--- Requirements ---
Which rows below contain the string "sneaker"? Gather every such row and copy each one in full.

[Records]
▬▬▬▬▬▬▬▬▬▬
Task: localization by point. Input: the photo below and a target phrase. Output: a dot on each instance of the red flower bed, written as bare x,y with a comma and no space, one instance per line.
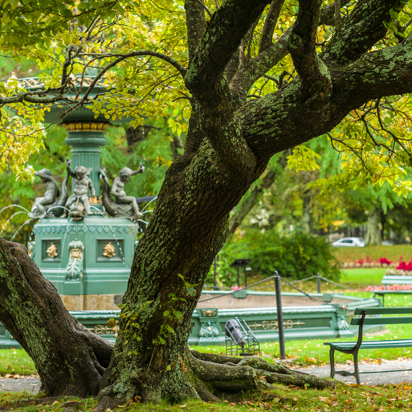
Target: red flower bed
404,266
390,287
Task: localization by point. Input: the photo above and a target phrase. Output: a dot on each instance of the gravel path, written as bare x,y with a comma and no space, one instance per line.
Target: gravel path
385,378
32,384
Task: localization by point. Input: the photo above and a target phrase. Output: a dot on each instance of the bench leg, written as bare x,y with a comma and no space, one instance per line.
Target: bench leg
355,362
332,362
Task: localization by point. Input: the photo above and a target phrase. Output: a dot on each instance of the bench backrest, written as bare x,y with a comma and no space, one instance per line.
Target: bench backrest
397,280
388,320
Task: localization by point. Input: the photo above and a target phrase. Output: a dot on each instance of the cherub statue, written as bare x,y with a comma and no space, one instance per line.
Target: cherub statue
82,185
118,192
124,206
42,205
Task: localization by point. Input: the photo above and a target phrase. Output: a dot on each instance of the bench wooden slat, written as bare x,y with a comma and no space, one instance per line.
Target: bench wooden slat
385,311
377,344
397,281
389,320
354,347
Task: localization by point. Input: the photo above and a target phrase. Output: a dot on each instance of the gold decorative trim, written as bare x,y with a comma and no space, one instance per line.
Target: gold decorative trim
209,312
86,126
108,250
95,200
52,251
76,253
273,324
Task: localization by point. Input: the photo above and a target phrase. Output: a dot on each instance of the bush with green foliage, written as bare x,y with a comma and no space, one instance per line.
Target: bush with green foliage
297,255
▬▬▬▬▬▬▬▬▬▬
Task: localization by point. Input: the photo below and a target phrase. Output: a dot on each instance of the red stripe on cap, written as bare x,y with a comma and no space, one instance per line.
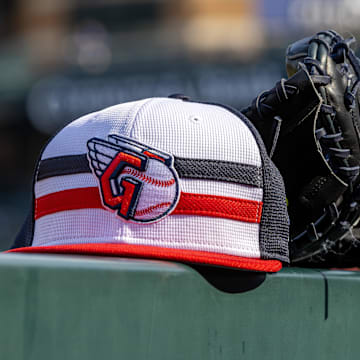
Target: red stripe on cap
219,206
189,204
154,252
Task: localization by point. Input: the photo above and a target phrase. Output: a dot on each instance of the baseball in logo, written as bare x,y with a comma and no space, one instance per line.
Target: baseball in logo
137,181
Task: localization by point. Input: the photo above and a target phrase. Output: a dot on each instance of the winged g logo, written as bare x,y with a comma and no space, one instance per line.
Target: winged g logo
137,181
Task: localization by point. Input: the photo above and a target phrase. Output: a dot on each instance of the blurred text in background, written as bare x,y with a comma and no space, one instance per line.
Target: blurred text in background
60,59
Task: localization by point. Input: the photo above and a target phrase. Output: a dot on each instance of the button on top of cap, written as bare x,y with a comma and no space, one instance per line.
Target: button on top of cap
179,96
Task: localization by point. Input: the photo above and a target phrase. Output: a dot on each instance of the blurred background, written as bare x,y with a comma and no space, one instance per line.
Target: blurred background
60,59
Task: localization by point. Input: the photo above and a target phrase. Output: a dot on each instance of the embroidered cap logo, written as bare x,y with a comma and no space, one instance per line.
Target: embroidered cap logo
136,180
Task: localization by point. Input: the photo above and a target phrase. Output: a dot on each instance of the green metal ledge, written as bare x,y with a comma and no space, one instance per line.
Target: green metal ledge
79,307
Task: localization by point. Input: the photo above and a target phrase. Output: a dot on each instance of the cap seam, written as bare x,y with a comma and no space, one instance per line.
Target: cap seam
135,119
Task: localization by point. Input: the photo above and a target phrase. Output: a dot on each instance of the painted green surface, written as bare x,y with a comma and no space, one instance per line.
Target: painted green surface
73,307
▬▬▬▬▬▬▬▬▬▬
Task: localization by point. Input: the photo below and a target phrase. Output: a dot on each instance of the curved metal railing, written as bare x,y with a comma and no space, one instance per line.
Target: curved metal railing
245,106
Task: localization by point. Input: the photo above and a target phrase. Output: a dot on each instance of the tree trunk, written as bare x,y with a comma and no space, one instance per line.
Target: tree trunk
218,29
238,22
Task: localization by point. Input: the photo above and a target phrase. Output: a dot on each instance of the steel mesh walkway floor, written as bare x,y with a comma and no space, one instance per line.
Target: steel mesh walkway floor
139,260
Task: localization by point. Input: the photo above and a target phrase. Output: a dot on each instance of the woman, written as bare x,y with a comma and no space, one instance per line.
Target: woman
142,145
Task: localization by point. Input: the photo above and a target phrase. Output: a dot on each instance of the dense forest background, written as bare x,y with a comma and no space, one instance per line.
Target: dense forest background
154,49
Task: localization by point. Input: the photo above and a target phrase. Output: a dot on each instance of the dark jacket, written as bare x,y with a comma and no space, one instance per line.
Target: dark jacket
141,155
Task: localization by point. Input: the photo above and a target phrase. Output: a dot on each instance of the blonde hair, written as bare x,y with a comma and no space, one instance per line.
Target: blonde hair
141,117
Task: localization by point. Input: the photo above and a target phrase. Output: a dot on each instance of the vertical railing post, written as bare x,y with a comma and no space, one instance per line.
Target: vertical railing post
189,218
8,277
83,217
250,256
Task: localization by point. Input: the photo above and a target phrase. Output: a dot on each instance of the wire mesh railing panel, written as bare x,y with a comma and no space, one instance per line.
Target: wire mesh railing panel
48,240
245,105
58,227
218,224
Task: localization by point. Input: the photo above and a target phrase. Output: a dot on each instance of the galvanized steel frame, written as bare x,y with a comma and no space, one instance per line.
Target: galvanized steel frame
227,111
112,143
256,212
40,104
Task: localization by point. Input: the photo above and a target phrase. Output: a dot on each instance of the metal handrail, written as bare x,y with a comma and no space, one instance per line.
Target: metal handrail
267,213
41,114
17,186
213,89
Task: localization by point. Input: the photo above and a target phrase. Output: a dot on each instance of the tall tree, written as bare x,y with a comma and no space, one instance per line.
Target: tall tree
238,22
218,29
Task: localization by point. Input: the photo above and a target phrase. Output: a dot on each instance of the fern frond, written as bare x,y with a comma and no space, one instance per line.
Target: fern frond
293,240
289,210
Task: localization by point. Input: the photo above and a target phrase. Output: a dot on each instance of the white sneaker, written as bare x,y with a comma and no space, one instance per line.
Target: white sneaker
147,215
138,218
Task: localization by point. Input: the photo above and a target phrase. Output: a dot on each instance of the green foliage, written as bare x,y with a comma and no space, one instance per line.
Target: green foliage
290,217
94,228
▬▬▬▬▬▬▬▬▬▬
--- Answer for the task ---
Task: localization by point. Input: the photo above and a target phrase. Output: a dot on each instance of the white sneaker, written as bare x,y with a comma and no space, one instance per line.
Target: white sneaker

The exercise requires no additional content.